[Entries drawn from a collection]
——————————

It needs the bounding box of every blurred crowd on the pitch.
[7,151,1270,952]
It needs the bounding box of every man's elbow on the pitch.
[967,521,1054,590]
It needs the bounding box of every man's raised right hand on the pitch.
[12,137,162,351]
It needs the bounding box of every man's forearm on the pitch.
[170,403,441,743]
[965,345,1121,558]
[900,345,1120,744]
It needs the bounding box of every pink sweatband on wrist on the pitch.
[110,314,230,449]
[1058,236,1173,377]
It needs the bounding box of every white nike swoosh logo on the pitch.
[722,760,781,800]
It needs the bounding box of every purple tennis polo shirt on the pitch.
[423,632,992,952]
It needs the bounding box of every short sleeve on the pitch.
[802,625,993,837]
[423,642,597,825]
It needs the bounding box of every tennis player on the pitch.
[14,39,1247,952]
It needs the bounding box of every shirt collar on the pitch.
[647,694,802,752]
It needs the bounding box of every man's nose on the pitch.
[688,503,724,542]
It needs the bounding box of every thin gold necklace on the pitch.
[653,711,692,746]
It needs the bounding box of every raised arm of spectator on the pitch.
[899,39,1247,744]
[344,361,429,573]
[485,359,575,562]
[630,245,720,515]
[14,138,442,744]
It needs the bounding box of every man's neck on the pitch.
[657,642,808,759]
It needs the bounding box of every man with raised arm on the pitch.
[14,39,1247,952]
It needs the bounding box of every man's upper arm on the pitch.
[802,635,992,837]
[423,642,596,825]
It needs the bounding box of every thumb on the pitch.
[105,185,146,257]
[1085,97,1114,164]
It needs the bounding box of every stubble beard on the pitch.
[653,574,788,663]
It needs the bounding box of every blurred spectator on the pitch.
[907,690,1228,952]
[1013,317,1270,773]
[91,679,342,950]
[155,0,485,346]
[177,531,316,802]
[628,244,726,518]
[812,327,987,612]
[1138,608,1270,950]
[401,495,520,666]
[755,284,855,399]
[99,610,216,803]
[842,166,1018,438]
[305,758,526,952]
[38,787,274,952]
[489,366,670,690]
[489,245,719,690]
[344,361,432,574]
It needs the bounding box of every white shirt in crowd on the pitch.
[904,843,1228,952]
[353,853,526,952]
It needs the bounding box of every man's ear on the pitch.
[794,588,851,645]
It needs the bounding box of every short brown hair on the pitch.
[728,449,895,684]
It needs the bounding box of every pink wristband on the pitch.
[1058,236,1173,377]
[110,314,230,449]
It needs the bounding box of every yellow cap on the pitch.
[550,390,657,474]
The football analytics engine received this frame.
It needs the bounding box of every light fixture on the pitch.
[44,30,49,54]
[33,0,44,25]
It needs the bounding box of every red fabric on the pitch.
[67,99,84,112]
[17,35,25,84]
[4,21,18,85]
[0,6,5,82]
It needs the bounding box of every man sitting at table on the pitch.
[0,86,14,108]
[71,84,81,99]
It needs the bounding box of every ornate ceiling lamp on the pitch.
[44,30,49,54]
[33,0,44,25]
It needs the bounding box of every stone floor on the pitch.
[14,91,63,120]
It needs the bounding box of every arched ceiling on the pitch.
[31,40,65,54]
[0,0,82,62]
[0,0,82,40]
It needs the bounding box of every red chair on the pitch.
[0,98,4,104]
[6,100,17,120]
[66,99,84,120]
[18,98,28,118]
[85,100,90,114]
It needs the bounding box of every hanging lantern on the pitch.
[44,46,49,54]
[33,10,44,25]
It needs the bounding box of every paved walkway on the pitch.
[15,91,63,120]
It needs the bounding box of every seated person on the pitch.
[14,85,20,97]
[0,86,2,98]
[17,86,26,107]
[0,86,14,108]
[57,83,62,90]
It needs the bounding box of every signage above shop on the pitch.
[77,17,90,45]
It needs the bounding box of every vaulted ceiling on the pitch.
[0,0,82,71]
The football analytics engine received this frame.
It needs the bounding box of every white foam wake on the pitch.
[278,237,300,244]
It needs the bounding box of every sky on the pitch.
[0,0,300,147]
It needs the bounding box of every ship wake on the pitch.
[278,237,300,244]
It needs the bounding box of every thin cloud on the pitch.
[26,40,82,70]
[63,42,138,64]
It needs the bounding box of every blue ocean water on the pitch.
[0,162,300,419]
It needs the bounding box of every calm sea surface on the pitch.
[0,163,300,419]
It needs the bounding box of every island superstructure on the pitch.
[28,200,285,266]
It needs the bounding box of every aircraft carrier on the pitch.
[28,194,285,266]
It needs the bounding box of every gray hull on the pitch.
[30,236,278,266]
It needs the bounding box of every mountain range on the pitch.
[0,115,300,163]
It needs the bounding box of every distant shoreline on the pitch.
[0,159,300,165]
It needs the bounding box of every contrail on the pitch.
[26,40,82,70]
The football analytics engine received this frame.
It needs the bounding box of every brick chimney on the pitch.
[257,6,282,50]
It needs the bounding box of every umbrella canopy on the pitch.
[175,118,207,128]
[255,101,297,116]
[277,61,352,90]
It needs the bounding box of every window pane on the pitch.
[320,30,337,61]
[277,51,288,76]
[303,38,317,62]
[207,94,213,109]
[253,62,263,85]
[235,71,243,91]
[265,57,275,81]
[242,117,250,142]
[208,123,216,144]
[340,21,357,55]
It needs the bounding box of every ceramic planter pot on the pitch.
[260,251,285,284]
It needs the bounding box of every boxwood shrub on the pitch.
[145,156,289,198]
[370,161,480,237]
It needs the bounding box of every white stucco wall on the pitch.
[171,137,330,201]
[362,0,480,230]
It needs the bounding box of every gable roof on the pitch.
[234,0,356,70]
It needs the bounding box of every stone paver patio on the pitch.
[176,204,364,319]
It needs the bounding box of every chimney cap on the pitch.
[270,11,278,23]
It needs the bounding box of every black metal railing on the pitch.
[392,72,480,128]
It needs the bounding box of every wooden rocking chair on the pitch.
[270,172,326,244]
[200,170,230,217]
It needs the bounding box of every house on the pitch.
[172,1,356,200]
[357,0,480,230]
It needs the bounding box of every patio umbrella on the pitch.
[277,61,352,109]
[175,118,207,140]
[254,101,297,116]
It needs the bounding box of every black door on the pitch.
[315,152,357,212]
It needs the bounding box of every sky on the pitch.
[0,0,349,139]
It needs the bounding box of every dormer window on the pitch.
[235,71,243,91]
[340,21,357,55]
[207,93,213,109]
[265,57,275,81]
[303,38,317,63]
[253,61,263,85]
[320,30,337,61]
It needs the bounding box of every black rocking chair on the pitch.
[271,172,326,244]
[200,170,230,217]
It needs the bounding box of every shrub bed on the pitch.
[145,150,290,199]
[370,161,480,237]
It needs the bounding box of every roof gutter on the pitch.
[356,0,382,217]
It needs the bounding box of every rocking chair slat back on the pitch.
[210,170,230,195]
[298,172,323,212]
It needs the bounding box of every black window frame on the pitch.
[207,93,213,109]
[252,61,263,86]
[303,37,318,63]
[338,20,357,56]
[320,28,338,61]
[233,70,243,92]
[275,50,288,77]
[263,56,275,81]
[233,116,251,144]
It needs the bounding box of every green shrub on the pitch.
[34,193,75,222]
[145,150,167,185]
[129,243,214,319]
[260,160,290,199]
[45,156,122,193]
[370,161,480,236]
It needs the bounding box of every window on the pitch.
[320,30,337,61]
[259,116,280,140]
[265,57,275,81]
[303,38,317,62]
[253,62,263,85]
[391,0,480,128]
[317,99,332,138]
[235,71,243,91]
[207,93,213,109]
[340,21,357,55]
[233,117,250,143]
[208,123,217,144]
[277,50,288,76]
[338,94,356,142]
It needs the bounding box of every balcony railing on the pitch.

——————————

Retype every one of the entries above word for word, keeping each line and its brackets unchanged.

It needs the bounding box of every blurred crowd on the pitch.
[7,151,1270,952]
It needs the bounding box of every man's elbow on the pitch.
[967,521,1054,590]
It needs the bounding box of every man's raised right hand on the pitch.
[12,137,162,351]
It needs the bounding box of every man's forearm on the pitch.
[170,403,441,743]
[965,345,1121,558]
[900,345,1120,744]
It needs the bounding box of every pink sweatband on wrist on the pitch.
[110,314,230,449]
[1058,236,1173,377]
It needs the bounding box of every white nike swoosh logo on the pitch.
[722,760,781,800]
It needs the bounding box of every purple tennis polo shirt on the pitch.
[423,632,992,952]
It needs the bounding box of every short sleeve on the pitch.
[802,625,993,837]
[423,642,597,825]
It needs the bounding box of every tennis player on the pitch.
[14,39,1247,952]
It needs the bounding box of every shirt collar on the pitch.
[647,694,802,752]
It needs the bounding box of every man's nose on the pitch.
[688,503,724,542]
It needs the bounding box of every thin gold necklace on the pitch.
[653,711,692,746]
It needs the bounding box of every raised arm of spectator on the pitch.
[899,39,1247,744]
[344,361,429,573]
[485,359,575,562]
[630,245,720,515]
[14,138,442,744]
It needs the bounding box of every man's neck on the pitch.
[657,642,808,759]
It needs the bounding box of every man with raised arm on the pitch.
[14,39,1247,952]
It needs the bounding box of every man's upper arm on the pitch.
[802,635,992,837]
[423,642,596,825]
It needs the bounding box of every thumb on the pitch.
[105,185,146,257]
[1085,97,1114,164]
It needs the bounding box of every stubble beard on the pitch.
[653,574,788,663]
It needs the bounding box of every blurred spectator on the pitch.
[907,690,1228,952]
[1013,317,1270,773]
[91,679,342,950]
[155,0,485,346]
[177,531,316,802]
[628,244,726,518]
[812,327,987,612]
[1138,608,1270,950]
[401,495,520,666]
[755,284,855,399]
[99,610,216,803]
[842,166,1018,438]
[305,758,526,952]
[38,787,274,952]
[489,366,670,690]
[489,245,719,690]
[344,361,432,574]
It needs the bounding box of every white shirt in crowd on the pitch.
[904,843,1228,952]
[353,853,526,952]
It needs the bounding box of every man's ear on the pitch.
[794,588,851,645]
It needs the bounding box of every short brown hair on the pitch.
[728,449,895,684]
It needs the bounding box of every pink wristband on the pitch.
[1058,236,1173,377]
[110,314,230,449]
It needs the bounding box of every yellow cap on the pitch.
[550,390,657,474]
The football analytics engine received this frame.
It needs the bounding box of every light fixture on the pitch.
[44,30,49,54]
[33,0,44,25]
It needs the bounding box of every red fabric on the pitch.
[67,99,84,112]
[17,35,25,84]
[4,21,18,85]
[0,6,5,82]
It needs the bounding box of every man sitting at table on the pitch.
[0,86,14,108]
[71,84,81,99]
It needs the bounding box of every ornate ceiling lamp on the pitch.
[44,30,49,54]
[33,0,44,25]
It needs the bounding box of every stone floor on the pitch.
[14,91,63,120]
It needs the bounding box of every arched ceiling on the pitch.
[31,40,65,54]
[0,0,82,62]
[0,0,82,40]
It needs the bounding box of every red chair on the pitch.
[0,98,4,104]
[6,100,17,120]
[66,99,84,120]
[18,98,28,118]
[85,100,90,114]
It needs the bounding box of every hanging lantern on the pitch.
[44,46,49,54]
[33,10,44,25]
It needs the bounding box of every paved walkway on the pitch.
[15,91,63,120]
It needs the bounding box of every seated person on the pitch.
[14,85,20,97]
[0,86,2,98]
[17,86,26,107]
[0,86,14,108]
[57,83,62,90]
It needs the bounding box of every signage above shop on the pitch.
[77,17,90,45]
It needs the bounding box of every vaulted ceiling on the pitch.
[0,0,82,71]
The football analytics engine received this frame.
It needs the bounding box of every white foam wake on the pitch.
[278,237,300,244]
It needs the bounding box of every sky on the pitch.
[0,0,300,147]
It needs the bounding box of every ship wake on the pitch.
[278,237,300,244]
It needs the bounding box of every thin cloud on the pitch.
[26,40,82,70]
[63,42,138,64]
It needs the bounding box of every blue ocean water on the pitch.
[0,162,300,419]
It needs the bounding box of every calm sea surface on the pitch.
[0,163,300,419]
It needs the bounding box of every island superstructure on the pitch.
[28,200,285,266]
It needs the bounding box of every aircraft carrier on the pitch.
[28,194,285,266]
It needs the bounding box of every gray hull on the pitch.
[30,236,278,266]
It needs the bounding box of every mountain range on the pitch.
[0,115,300,163]
It needs the bounding box of every distant shoreline on the pitch.
[0,159,300,165]
It needs the bounding box of every contrail on the pitch.
[26,40,82,70]
The football analytics engine received this frame.
It needs the bounding box of every brick chimney on the pitch.
[257,6,282,50]
It needs the bounding box of every umbrella canopy on the pitch.
[175,118,207,128]
[255,101,297,116]
[277,61,352,90]
It needs the bounding box of every window pane on the pitch.
[320,30,337,61]
[277,51,288,76]
[303,38,317,62]
[207,94,213,109]
[253,62,263,85]
[235,71,243,91]
[265,57,275,81]
[242,117,250,142]
[208,123,216,144]
[340,21,357,55]
It needs the bounding box of every ceramic planter pot on the pitch.
[260,251,285,284]
It needs the bounding box of every boxwood shrub on the pitch.
[145,156,289,198]
[370,161,480,237]
It needs the bounding box of every white stucco wall on the pitch.
[171,137,330,201]
[362,0,480,230]
It needs the bounding box of every gable roof on the pitch.
[234,0,356,70]
It needs the bounding box of every stone paver patio on the pitch.
[176,204,364,319]
It needs the bounding box of every chimney cap on the pitch.
[270,11,278,23]
It needs the bounding box of every black metal railing on the pitch.
[392,72,480,128]
It needs the bounding box of every wooden rocking chair on the pitch.
[270,172,326,244]
[200,170,230,217]
It needs the bounding box of every house on the pitch.
[172,1,356,200]
[357,0,480,230]
It needs the bounding box of every patio umbrella on the pitch.
[277,61,352,109]
[175,118,207,140]
[254,101,297,116]
It needs the bounding box of every black door on the pitch.
[315,152,357,212]
It needs the bounding box of every sky on the pitch.
[0,0,349,139]
It needs the bounding box of every dormer window on the pitch.
[235,71,243,91]
[340,21,357,55]
[207,93,213,109]
[265,57,275,81]
[303,38,317,63]
[253,61,263,85]
[320,30,337,61]
It needs the bounding box of every black rocking chair on the pitch.
[271,172,326,244]
[200,170,230,217]
It needs the bounding box of every shrub bed on the pitch.
[145,150,290,199]
[370,161,480,237]
It needs the bounding box of every roof gutter on the pitch.
[356,0,382,217]
It needs the bounding box of every rocking chair slat back on the pitch.
[210,170,230,195]
[298,172,323,212]
It needs the bounding box of every black window frame on the pitch.
[207,93,213,109]
[252,61,263,86]
[303,37,318,63]
[338,20,357,56]
[320,28,338,61]
[233,70,243,92]
[275,50,288,77]
[263,56,275,81]
[233,116,251,144]
It needs the bounding box of every green shrub on the pitch.
[34,193,75,222]
[145,150,167,185]
[129,243,214,319]
[260,160,290,199]
[45,156,122,193]
[370,161,480,236]
It needs the bounding box of every window on the pitch.
[320,30,337,61]
[259,116,280,140]
[265,57,275,81]
[303,38,317,62]
[253,62,263,85]
[391,0,480,128]
[317,99,332,138]
[235,71,243,91]
[207,93,213,109]
[340,21,357,55]
[233,117,250,143]
[208,123,217,144]
[277,50,288,76]
[338,94,356,142]
It needs the bounding box of every balcony railing on the pitch.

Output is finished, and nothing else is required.